* _Work instruction_:
All that is wanted is an exact copy of the lines below, starting at the one that contains "One pin marks each instance of the red apple." and running to the end.

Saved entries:
■ ■ ■
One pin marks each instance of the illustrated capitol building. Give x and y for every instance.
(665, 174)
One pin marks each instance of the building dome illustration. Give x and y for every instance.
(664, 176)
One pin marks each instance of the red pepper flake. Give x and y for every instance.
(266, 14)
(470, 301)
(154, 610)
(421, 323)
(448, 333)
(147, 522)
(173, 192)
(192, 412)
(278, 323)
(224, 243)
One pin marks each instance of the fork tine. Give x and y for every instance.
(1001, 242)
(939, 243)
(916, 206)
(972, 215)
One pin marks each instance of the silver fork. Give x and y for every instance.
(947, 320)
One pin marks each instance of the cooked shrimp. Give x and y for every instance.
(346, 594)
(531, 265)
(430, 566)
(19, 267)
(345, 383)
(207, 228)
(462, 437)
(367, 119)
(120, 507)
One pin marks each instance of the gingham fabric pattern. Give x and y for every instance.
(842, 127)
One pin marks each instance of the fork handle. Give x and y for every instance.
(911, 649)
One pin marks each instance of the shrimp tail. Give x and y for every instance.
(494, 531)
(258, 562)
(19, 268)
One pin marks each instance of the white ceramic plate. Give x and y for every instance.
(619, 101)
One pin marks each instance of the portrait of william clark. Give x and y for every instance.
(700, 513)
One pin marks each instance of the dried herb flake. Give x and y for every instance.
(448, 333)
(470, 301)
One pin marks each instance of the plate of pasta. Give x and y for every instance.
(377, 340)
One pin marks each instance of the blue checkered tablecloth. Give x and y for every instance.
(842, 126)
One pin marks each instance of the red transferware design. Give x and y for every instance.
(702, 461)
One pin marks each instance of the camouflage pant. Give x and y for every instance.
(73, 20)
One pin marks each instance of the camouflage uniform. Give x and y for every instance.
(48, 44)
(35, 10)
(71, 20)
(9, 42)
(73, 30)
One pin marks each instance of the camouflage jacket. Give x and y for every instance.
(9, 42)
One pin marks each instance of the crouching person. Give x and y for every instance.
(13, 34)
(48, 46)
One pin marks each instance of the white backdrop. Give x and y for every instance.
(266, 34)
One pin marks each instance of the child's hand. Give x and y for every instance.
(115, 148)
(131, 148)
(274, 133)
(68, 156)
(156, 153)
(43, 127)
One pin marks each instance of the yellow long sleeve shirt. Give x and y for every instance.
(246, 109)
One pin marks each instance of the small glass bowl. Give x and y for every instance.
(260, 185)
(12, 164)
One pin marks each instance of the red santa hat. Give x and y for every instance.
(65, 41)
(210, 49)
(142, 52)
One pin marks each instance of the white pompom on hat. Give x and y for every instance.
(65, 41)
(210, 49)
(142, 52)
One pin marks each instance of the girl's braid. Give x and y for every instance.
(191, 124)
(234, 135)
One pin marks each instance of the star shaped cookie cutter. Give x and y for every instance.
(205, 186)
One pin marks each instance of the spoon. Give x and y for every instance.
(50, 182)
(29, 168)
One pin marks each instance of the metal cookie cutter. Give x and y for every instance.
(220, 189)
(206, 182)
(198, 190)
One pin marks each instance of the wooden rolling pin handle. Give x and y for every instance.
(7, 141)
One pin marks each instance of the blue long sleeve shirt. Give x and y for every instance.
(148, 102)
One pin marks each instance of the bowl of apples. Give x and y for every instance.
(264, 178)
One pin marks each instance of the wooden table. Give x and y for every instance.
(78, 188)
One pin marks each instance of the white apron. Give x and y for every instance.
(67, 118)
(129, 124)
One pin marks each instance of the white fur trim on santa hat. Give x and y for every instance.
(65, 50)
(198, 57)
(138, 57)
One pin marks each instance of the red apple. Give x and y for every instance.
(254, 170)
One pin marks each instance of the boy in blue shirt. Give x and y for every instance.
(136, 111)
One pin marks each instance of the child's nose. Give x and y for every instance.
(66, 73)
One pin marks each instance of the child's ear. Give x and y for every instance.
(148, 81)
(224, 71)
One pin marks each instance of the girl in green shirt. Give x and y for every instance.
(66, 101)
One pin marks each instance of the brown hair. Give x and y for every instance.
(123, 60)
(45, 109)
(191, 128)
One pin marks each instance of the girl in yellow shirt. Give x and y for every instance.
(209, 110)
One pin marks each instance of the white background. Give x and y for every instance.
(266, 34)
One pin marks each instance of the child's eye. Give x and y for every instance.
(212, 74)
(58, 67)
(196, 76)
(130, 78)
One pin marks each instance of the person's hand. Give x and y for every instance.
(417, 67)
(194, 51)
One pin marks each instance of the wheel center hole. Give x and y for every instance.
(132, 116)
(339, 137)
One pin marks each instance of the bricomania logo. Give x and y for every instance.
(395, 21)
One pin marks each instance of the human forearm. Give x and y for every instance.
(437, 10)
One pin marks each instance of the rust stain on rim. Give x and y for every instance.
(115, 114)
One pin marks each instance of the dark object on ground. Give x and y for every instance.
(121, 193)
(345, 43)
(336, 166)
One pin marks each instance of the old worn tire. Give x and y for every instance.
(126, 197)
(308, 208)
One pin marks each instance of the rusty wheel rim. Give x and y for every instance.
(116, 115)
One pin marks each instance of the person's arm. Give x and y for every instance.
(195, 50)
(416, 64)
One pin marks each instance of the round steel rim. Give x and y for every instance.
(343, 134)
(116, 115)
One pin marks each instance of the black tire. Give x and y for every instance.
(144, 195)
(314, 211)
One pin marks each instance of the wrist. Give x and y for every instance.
■ ■ ■
* _Reply to the exercise_:
One pin marks each instance of the red apple. Give x and y for every instance.
(254, 170)
One pin marks each instance of the boy in blue shirt. Give x and y for every instance.
(136, 111)
One pin marks each instance of the child's nose. Give x and y for every instance.
(66, 73)
One pin marks each instance of the child's ear. Give x and y for every instance.
(148, 81)
(224, 71)
One pin marks each instance of the girl in green shirt. Give x and y for every instance.
(66, 101)
One pin marks each instance of the brown hair. Give x and y for every instance.
(123, 60)
(45, 109)
(191, 128)
One pin marks each instance of the girl in yellow shirt. Give x and y for every instance.
(209, 110)
One pin marks each instance of the white background. Give x and y for every instance.
(266, 34)
One pin marks each instance of the child's eye. Give x and y for every instance.
(212, 74)
(58, 67)
(196, 76)
(130, 78)
One pin marks each instance of the person's hand. Give x and y for every instance.
(417, 67)
(194, 51)
One pin marks each instance of the wheel center hole. Give x and y for every instance.
(132, 116)
(339, 137)
One pin marks each instance of the bricomania logo. Give x and y for every instance.
(395, 21)
One pin marks each instance of the human forearm. Give x and y for every instance.
(437, 10)
One pin marks each instance of the rust stain on rim. Give x and y for every instance.
(115, 114)
One pin marks each instance of the dark object on ground. Give x and y for every instance.
(121, 193)
(345, 43)
(336, 166)
One pin marks each instance of the old worn tire. Give x and y for every instance.
(126, 197)
(308, 208)
One pin marks each instance of the rusty wheel rim. Give x and y for every instance.
(116, 115)
One pin marks each instance of the person's arm. Give x and y for every instance.
(195, 50)
(416, 64)
One pin marks each instance of the round steel rim. Give x and y for every instance.
(343, 134)
(116, 115)
One pin marks each instance of the black tire. Give x and y for every instance.
(144, 195)
(314, 211)
One pin marks each instance of the wrist. Give x and y for every instance.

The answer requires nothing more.